Print the line that contains "Mark every instance of the branch bark" and every line after it through the last line of the records below, exactly as written and nothing else.

- _Object position labeling entries_
>>>

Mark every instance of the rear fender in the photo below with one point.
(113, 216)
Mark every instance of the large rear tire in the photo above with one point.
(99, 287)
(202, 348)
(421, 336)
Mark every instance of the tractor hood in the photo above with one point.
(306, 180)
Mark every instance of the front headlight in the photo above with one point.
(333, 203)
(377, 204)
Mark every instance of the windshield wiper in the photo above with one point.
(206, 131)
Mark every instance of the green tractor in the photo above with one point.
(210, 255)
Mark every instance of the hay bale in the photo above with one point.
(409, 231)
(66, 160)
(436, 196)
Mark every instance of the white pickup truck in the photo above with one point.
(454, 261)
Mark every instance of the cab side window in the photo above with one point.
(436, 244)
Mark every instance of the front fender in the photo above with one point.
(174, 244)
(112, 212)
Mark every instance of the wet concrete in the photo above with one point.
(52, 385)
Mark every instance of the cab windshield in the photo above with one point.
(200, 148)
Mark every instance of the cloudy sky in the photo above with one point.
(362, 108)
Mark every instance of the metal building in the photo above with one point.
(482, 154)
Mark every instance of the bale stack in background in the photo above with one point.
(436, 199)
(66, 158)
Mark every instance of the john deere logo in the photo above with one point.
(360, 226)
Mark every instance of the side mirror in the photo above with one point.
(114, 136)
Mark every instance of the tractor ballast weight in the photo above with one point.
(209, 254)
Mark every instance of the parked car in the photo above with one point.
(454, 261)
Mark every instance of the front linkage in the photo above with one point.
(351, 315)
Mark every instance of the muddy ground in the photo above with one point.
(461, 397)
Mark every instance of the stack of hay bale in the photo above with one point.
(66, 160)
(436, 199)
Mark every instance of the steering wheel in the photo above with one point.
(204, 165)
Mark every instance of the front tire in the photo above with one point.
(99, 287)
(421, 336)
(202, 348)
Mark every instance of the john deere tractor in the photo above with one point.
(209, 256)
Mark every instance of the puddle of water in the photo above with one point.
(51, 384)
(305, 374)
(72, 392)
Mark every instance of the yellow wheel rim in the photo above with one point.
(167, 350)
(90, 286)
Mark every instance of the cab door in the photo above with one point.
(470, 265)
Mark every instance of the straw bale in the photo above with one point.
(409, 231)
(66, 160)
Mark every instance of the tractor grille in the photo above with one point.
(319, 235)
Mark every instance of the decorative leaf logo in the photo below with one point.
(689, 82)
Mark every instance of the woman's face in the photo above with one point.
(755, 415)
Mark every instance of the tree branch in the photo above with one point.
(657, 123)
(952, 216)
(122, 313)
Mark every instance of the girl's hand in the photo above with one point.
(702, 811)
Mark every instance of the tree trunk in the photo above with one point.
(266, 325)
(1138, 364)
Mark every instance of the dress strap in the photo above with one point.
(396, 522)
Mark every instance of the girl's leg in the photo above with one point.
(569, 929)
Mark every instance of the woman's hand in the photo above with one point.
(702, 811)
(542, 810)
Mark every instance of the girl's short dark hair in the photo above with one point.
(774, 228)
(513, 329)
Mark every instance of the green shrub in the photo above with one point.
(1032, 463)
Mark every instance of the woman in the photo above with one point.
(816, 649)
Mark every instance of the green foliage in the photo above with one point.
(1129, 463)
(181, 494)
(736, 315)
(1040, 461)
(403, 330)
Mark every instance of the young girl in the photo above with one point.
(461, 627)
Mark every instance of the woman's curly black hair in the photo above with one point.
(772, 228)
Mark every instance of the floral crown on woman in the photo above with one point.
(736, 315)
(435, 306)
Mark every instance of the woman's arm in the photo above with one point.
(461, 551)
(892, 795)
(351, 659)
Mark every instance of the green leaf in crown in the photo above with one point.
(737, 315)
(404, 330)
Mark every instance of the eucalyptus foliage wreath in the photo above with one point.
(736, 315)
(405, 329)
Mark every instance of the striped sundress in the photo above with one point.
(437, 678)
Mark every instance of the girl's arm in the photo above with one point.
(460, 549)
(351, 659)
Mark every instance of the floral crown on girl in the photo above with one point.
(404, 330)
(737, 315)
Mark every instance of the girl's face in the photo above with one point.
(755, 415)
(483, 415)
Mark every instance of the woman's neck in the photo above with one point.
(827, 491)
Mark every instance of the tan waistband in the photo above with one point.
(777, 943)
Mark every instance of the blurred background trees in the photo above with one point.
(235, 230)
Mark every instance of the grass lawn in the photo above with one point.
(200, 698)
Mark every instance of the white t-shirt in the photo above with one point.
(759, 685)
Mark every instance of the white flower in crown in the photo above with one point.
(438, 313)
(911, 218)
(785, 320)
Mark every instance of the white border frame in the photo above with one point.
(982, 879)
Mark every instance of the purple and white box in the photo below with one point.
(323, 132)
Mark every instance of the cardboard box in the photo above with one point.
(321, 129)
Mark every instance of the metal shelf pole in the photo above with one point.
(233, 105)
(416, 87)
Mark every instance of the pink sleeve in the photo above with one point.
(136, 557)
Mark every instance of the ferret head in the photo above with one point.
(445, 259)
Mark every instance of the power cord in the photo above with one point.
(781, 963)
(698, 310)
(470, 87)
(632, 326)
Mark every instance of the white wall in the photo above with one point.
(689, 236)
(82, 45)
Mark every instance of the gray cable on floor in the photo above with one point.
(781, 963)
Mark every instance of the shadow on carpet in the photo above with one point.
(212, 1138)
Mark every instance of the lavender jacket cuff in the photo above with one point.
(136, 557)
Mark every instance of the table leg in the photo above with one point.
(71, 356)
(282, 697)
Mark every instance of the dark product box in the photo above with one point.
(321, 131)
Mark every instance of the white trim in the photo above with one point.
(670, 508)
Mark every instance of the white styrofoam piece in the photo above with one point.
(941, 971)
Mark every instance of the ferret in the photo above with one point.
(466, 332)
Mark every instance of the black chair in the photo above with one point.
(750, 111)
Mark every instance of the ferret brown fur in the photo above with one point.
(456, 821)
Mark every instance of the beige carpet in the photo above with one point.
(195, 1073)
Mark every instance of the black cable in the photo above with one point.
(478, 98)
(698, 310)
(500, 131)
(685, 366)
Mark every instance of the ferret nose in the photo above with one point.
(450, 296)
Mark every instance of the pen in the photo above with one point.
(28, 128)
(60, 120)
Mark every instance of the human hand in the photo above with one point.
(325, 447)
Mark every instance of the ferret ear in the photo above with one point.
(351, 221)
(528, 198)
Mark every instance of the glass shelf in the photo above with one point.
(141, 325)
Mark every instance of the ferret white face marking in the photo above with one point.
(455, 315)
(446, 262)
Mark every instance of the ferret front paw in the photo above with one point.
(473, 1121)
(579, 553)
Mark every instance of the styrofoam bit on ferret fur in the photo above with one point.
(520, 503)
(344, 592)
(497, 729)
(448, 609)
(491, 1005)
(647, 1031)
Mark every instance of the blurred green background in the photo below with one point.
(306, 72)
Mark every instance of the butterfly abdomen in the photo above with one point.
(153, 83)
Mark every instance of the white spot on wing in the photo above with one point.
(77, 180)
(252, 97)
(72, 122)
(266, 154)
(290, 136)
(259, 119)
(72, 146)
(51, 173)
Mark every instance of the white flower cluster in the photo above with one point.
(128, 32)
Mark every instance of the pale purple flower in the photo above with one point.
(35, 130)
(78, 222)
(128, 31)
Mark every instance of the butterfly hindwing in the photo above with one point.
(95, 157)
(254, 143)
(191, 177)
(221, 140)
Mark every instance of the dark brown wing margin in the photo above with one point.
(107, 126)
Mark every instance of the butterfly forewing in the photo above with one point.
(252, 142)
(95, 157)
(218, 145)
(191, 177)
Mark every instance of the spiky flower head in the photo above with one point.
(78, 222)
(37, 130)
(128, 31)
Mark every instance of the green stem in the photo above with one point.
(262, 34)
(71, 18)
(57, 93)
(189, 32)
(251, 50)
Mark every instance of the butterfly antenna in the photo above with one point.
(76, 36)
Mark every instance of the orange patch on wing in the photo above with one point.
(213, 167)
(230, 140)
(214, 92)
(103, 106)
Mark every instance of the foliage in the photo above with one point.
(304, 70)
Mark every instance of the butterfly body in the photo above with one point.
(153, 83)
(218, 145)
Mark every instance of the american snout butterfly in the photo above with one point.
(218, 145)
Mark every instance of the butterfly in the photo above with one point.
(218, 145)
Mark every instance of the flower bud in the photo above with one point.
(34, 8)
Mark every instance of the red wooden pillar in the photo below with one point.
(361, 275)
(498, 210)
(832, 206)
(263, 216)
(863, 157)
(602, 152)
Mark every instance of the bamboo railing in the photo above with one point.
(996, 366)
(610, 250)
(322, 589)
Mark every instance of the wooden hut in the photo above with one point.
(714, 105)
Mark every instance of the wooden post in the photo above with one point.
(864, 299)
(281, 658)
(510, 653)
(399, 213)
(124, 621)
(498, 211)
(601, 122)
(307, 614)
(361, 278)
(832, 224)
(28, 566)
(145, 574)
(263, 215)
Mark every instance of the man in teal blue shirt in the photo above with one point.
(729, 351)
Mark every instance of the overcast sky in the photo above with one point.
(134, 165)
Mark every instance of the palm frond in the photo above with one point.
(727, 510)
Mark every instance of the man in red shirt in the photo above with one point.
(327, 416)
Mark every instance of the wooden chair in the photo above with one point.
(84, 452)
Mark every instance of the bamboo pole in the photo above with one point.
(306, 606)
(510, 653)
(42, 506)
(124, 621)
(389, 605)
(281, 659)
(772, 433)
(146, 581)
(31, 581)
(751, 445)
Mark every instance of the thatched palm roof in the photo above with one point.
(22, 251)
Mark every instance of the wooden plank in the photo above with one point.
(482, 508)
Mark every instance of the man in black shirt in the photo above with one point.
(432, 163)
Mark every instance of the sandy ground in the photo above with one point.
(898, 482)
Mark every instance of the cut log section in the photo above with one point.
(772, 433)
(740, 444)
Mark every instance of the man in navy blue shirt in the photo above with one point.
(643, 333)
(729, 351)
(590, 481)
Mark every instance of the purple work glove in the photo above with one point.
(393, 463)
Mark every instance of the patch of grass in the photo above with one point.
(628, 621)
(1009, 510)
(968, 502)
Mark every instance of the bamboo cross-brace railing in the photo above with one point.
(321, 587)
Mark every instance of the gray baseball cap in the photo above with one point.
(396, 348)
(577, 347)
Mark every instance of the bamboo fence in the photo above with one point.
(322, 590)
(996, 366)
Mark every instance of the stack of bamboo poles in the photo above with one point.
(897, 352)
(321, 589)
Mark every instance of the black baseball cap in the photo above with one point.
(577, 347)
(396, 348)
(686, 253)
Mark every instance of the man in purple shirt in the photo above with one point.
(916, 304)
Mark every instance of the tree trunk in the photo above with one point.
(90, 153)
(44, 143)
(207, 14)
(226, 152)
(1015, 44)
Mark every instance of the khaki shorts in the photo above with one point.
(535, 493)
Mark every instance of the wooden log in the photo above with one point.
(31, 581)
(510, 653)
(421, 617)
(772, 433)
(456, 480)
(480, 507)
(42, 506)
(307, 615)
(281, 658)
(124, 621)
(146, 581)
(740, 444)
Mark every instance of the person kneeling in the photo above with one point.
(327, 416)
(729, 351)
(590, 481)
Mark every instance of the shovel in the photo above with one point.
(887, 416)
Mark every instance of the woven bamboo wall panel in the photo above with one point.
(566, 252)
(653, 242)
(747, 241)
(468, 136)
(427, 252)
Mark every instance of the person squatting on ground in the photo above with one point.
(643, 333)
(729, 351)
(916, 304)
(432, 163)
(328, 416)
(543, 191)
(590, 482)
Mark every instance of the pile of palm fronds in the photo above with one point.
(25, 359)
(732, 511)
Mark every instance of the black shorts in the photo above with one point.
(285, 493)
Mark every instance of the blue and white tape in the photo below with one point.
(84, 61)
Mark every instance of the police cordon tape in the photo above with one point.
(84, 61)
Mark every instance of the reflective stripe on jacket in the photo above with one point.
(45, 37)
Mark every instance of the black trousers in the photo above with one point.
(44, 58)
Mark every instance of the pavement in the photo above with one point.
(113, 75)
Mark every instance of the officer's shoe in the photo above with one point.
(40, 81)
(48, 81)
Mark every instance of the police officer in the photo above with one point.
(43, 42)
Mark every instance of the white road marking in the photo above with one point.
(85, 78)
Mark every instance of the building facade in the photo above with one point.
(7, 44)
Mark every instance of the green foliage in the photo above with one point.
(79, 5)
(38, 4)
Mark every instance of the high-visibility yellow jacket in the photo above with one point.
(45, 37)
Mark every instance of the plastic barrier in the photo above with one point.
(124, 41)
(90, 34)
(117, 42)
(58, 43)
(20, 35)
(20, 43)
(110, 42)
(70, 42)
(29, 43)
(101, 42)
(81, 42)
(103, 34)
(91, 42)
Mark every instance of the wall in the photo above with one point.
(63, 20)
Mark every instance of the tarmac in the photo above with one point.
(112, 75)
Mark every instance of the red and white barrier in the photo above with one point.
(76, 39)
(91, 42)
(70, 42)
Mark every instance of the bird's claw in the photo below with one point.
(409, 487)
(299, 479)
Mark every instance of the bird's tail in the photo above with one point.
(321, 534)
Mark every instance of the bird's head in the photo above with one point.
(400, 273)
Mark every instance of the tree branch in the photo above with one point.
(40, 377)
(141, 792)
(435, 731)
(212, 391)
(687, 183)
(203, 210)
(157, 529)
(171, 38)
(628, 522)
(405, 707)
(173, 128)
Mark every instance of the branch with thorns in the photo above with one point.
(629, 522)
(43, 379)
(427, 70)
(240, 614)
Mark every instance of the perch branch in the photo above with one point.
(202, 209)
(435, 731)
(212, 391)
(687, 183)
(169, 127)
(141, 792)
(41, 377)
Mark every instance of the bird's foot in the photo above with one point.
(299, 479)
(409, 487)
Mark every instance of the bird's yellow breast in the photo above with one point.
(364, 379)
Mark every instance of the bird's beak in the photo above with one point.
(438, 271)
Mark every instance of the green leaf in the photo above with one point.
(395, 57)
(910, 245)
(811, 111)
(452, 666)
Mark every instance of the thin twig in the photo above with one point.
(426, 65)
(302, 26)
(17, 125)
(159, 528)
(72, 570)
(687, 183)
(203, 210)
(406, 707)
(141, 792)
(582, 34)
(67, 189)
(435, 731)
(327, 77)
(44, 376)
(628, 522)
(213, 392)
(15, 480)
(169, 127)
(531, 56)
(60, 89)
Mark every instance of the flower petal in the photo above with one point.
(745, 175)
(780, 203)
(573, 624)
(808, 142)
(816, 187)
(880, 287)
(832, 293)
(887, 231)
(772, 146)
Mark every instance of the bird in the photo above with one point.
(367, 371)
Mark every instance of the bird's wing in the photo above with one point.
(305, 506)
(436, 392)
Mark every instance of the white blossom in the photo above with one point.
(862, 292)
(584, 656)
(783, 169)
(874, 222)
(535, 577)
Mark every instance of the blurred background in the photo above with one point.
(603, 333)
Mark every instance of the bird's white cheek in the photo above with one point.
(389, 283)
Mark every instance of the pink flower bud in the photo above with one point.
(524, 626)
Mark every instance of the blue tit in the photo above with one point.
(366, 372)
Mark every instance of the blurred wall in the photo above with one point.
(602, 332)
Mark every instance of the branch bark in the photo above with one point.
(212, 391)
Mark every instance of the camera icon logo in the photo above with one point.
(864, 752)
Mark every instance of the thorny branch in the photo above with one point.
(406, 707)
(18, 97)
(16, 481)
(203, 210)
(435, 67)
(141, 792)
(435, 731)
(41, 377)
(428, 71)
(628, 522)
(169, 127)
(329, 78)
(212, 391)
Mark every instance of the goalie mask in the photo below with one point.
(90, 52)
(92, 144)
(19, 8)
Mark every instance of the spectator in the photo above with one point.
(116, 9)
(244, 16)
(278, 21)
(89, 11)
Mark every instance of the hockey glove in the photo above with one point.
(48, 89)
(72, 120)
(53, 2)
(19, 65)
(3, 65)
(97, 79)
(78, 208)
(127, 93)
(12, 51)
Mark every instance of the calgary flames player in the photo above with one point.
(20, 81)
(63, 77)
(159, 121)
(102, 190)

<<<

- _ANSWER FOR THIS EXERCISE_
Mark every instance of the branch bark in the photo above with one point.
(212, 391)
Mark every instance of the camera icon logo in the photo above with one point.
(864, 752)
Mark every instance of the thorny branch in the photo above with one point.
(406, 707)
(18, 97)
(16, 481)
(203, 210)
(435, 67)
(141, 792)
(435, 731)
(41, 377)
(428, 71)
(628, 522)
(169, 127)
(329, 78)
(212, 391)
Mark every instance of the goalie mask in the photo below with one point.
(90, 52)
(92, 144)
(19, 8)
Mark every instance of the spectator in the photo above with one point.
(116, 9)
(244, 16)
(278, 21)
(89, 11)
Mark every instance of the hockey glove in the photo above with one point.
(48, 89)
(72, 120)
(53, 2)
(19, 65)
(3, 65)
(97, 79)
(78, 208)
(127, 93)
(12, 51)
Mark every instance of the calgary flames player in the photo above with one point.
(20, 81)
(63, 77)
(159, 121)
(102, 190)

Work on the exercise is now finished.